TASKS TO CARRY OUT.
[1] Copy from the passage about the Mitzpeh Ramon vineyard the part starting at "In the Judean" and ending at "are still learning.".
[2] According to the passage about the Mitzpeh Ramon vineyard, what is Raz's bane in Mitzpeh Ramon?
[3] Carry on the passage about the Mitzpeh Ramon vineyard, writing the next part after its final sentence.
#### SELECTED EXCERPT
Now a van is standing at the edge of the vineyard and its driver is surveying the land, ahead of the construction of a boutique winery, a visitors’ center and B&Bs. Raz’s property is only the first in a series of similar plots that will be part of this new project. If all goes well, from 2010 the riverbed will be colored green by more than 1,000 dunams (250 acres) of vineyards and olive trees, cherry groves and fruit trees, all of them organic. (The fact that the fertile soil here has never been tainted by modern pesticides led the project leaders to demand organic crops.) Between the fields there will be tourist attractions, such as a farmers’ market, olive presses, boutique wineries and even a large commercial winery, which will be the standard-bearer for the Mitzpeh Ramon wine region.
Raz actually studied communications, but his roots, planted deep in the settlement movement, gave him no rest. In 1998 he arrived at the Elah Valley Winery to manage the highly cultivated vineyards of this rich kosher boutique winery, which also supplies grapes to other wineries. Afterward, he was courted by some of the country’s top wineries, in the hope that he would share his wisdom with their staff. But Raz, who loves the desert as much as he loves wine, took his family to Mitzpeh Ramon.
In the Judean Hills vine growers have to cope with deer and jackals; on the Golan Heights, with wild boar that have developed an appetite and a fondness for Gala apples; and in Mitzpeh Ramon, Raz’s bane is termites. Who knew that there were hundreds of varieties of termites in southern Israel. And that there are also camels and their riders, who treat the oasis that has suddenly sprung up on the edge of the crater as a friendly roadside restaurant, and convoys of smugglers transporting their cargo on all-terrain vehicles.
Even after the first vineyard yields its fruit, in another two years, Raz will need many long years to study the soil and decipher the region’s singular secrets. After all, in France they have been cultivating vineyards for centuries, in the Golan Heights for a quarter of a century, and both here and there they are still learning.
########
#### SUPPLIED INFORMATION
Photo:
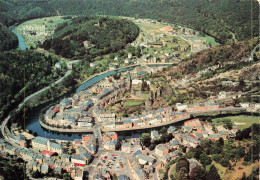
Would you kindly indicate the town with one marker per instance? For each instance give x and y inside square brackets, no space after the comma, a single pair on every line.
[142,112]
########
ANSWERS IN ORDER.
[1]
In the Judean Hills vine growers have to cope with deer and jackals; on the Golan Heights, with wild boar that have developed an appetite and a fondness for Gala apples; and in Mitzpeh Ramon, Raz’s bane is termites. Who knew that there were hundreds of varieties of termites in southern Israel. And that there are also camels and their riders, who treat the oasis that has suddenly sprung up on the edge of the crater as a friendly roadside restaurant, and convoys of smugglers transporting their cargo on all-terrain vehicles.
Even after the first vineyard yields its fruit, in another two years, Raz will need many long years to study the soil and decipher the region’s singular secrets. After all, in France they have been cultivating vineyards for centuries, in the Golan Heights for a quarter of a century, and both here and there they are still learning.

[2] Termites.

[3]
Agriculture will win
Name: Marc Sarbier Place: Kibbutz Tzuba Vineyard: Tzova Grape varieties: Merlot, Cabernet Sauvignon, Chardonnay, Sauvignon Blanc, Viognier, Semillon, Petit Verdot, Cabernet Franc -(and experimental varieties) Wine made from the vineyard’s grapes by Castel Winery: Grand Vin 2005
An emotional cry arises from the rows of winegrowers - students from the Hebrew University of Jerusalem and recently discharged soldiers - heralding the arrival of the frenetic French imp, who bounds merrily between the apple orchards, vineyards, ancient olive presses and burial caves scattered across the biblical landscapes of the wadis and riverbeds. Marc Sarbier -(from the ancient Jewish name Sharbiya) was born in Tunis. At the age of two he moved with his family to France - to Montpellier and then to Dijon, where he obtained a masters degree in applied mathematics and worked as a teacher in a country that not only honors members of the teaching profession with the title of professor, but also recompenses them economically. Afterward he immigrated to Israel and chose the kibbutz way of life, in one of the few kibbutzim that has managed to preserve - thanks to the financial success of its industries - agricultural work and the principles of kibbutz life in full.
Tzuba is one of the last kibbutzim in which the word “privatization” does not hang like a dark cloud over the dining hall, which still serves three well-attended meals a day. The slogan “Agriculture will win” is widely heard, is emblazoned on the T-shirts of the workers in the fruit groves and is writ large on the hilltops.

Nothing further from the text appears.